DOCUMENT EXCERPT:
::::::::::
From ICT to computing
Much of the inspiration for computing, particularly computer programming, in school education comes from Seymour Papert’s work in the 70s, 80s and 90s, particularly in relation to the educationally focussed programming language Logo, its implementation of turtle graphics, and the constructionist theory of learning. Back in 1980, Papert wrote:
In many schools today, the phrase “computer-aided instruction” means making the computer teach the child. One might say the computer is being used to program the child. In my vision, the child programs the computer and, in doing so, both acquires a sense of mastery over a piece of the most modern and powerful technology and establishes an intimate contact with some of the deepest ideas from science, from mathematics, and from the art of intellectual model building. 6
Little seems to have changed in the intervening time. Much of the educational use of computers offers little more than drill-and-practice behaviourist learning, which undoubtedly has its place but seems a poor alternative to children taking charge of the computer and using it as a tool for a far more creative, exploratory mode of learning. Crucially for Papert, programming was never an end in itself, but the means through which children connect to deep ideas in mathematics, science and philosophy. The same vision motivates much of what has been included in England’s computing curriculum.
For many of those involved in drafting and then implementing this curriculum, there was a feeling of needing to move children on, beyond what they had already achieved, or might achieve for themselves without instruction from teachers. By and large, children moving from primary to secondary education in England (i.e. at the age of eleven), were already:
- effective users of technology;
- good at communicating digitally, even if they would not always observe the terms and conditions of the services they used;
- able to do the equivalents of reading and writing in the digital domain;
- able to keep themselves reasonably safe when using online technologies; and
- able to demonstrate a sound portfolio of digital skills.
However, there was some sense that, for all they knew, the technologies they were using might as well be based on magic7.
The ambition was to move children’s learning on, beyond this level, so that they would also be:
- able to make technological artefacts, and potentially new technologies;
- able to collaborate productively online;
- critical of content, tools and assumptions when working online;
- responsible in their own use of technology, with some sense of the consequences for others of their actions; and
- empowered by some degree of understanding of how technologies worked and were made.
Thus replacing the sense of technology being almost magical with some concrete knowledge of the principles on which it depends.
Despite the reference to technology above, the new curriculum concerns itself far less with technology than it does with the fundamental principles and concepts of computer science. In the introduction to the earlier, non-statutory CAS Computer Science Curriculum 8, it was stated:
Computer science encompasses foundational principles and widely applicable ideas and concepts. It incorporates techniques and methods for solving problems and advancing knowledge, and a distinct way of thinking and working that sets it apart from other disciplines. It has longevity (most of the ideas and concepts that were current 20 or more years ago are still applicable today), and every core principle can be taught or illustrated without relying on the use of a specific technology.
This concept of computer science as a foundational discipline like physics or history undoubtedly coloured the development of the curriculum.
In August 2012, the British Computer Society and the Royal Academy of Engineering were approached by the government Department for Education to draft a new programme of study for computer (or ICT as it was still called at the time), as expert advice to ministers. Under the chairmanship of Simon Peyton Jones, a diverse group of stakeholder representatives were assembled, drawing on sector representative bodies, multinational technology companies, subject associations, universities and schools.
::::::::::
WRITTEN EXERCISE 1:
According to the excerpt on moving from ICT to computing, when did the Department for Education approach the British Computer Society and the Royal Academy of Engineering to draft a new programme of study?
The text and the entries are unrelated to each other.

PROVIDED RECORDS:
::::::::::
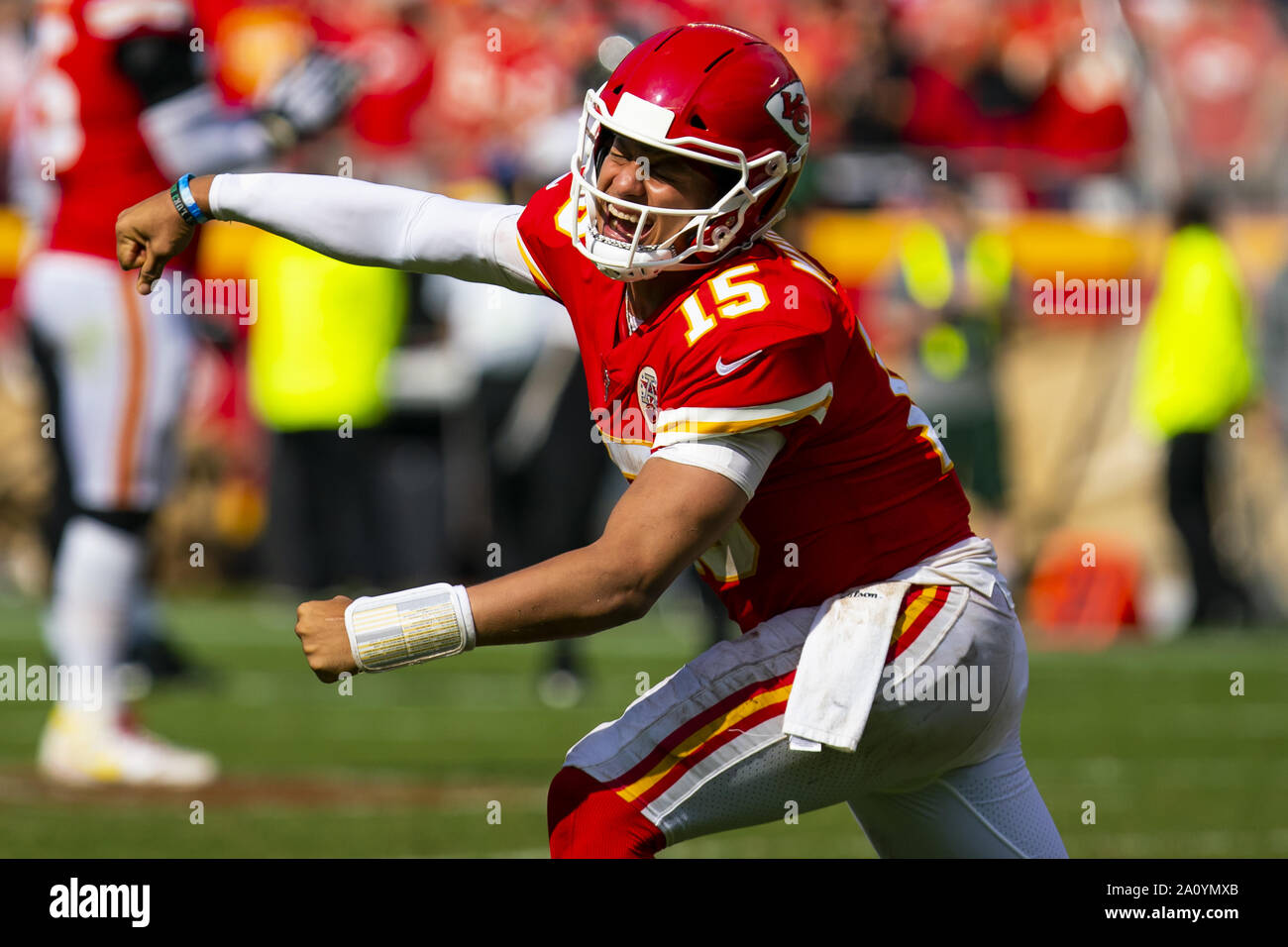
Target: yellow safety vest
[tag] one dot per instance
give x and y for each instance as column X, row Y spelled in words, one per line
column 322, row 334
column 926, row 266
column 1194, row 365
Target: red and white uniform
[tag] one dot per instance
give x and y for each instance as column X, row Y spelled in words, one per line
column 121, row 361
column 862, row 487
column 88, row 115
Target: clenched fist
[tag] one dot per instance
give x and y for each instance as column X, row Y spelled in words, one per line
column 320, row 626
column 151, row 232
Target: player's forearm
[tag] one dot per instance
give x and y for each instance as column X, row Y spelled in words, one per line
column 376, row 224
column 571, row 595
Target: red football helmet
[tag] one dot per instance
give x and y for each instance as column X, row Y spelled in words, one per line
column 711, row 94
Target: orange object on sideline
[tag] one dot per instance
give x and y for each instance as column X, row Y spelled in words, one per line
column 1083, row 590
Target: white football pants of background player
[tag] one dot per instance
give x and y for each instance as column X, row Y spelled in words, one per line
column 121, row 367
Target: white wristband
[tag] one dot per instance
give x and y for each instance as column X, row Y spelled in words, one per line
column 406, row 628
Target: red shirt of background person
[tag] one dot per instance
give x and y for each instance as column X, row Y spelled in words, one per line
column 862, row 487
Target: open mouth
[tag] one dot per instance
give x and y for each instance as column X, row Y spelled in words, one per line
column 619, row 224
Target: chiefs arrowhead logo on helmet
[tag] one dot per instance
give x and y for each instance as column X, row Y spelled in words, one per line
column 790, row 108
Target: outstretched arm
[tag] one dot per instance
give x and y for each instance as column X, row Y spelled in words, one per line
column 352, row 221
column 666, row 519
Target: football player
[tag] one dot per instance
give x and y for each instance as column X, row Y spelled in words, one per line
column 115, row 105
column 765, row 442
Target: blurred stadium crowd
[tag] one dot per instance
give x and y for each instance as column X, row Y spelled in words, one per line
column 962, row 151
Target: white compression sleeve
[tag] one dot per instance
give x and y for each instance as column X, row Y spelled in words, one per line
column 742, row 458
column 380, row 226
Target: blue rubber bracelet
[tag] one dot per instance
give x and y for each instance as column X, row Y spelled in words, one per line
column 189, row 201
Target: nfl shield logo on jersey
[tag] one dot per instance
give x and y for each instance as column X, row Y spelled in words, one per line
column 645, row 390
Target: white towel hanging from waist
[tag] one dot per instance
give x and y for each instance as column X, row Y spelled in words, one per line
column 840, row 667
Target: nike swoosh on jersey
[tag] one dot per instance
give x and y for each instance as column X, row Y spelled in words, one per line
column 721, row 368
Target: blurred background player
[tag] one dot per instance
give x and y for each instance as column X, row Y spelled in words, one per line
column 116, row 108
column 1196, row 368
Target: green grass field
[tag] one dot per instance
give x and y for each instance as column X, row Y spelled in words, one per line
column 412, row 763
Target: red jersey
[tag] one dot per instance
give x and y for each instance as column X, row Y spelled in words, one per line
column 862, row 487
column 86, row 114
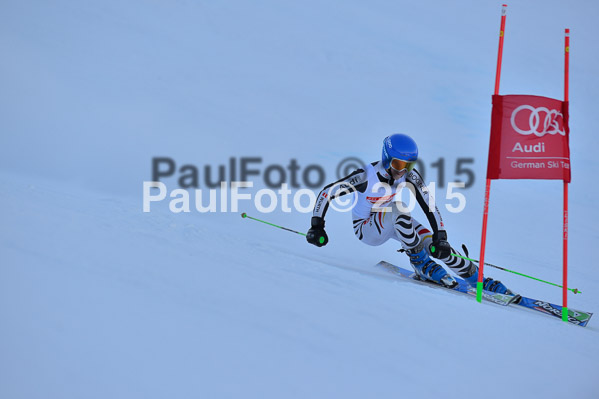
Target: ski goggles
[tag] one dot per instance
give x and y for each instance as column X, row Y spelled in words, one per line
column 400, row 164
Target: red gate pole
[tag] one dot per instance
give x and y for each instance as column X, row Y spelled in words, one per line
column 565, row 249
column 479, row 284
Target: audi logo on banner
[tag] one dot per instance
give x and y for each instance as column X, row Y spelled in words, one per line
column 541, row 121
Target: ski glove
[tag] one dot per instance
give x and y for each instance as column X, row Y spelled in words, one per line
column 440, row 248
column 316, row 235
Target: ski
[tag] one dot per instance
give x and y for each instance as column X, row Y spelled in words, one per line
column 462, row 287
column 575, row 317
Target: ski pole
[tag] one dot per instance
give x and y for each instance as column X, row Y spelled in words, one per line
column 244, row 215
column 574, row 290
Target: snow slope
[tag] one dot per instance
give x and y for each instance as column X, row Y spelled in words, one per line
column 98, row 299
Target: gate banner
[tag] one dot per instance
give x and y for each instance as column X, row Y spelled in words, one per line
column 529, row 138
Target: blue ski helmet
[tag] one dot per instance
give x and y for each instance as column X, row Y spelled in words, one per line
column 399, row 146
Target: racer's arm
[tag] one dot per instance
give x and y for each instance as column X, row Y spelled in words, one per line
column 440, row 245
column 356, row 181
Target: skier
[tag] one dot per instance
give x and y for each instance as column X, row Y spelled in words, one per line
column 376, row 219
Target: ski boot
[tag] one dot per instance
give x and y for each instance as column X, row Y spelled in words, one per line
column 427, row 269
column 488, row 284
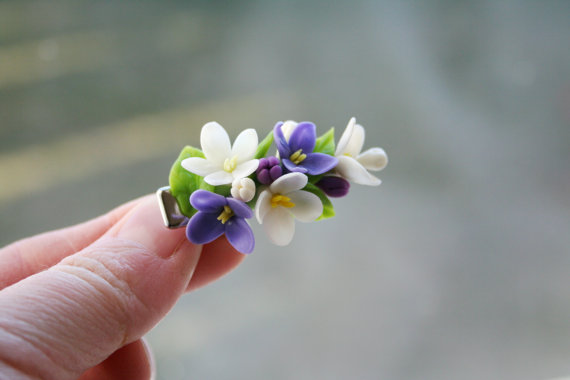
::::::::::
WRITTEN EXERCISE 2:
Reproduce the entries from the line containing "Target: ski boot" through the end of the entries, both ends included. Leave the pictures out of your answer.

PROBLEM SOLUTION 1:
August 2012

PROBLEM SOLUTION 2:
Target: ski boot
[tag] one dot per instance
give x and y for each instance as column X, row Y spelled in words, one per line
column 427, row 269
column 488, row 284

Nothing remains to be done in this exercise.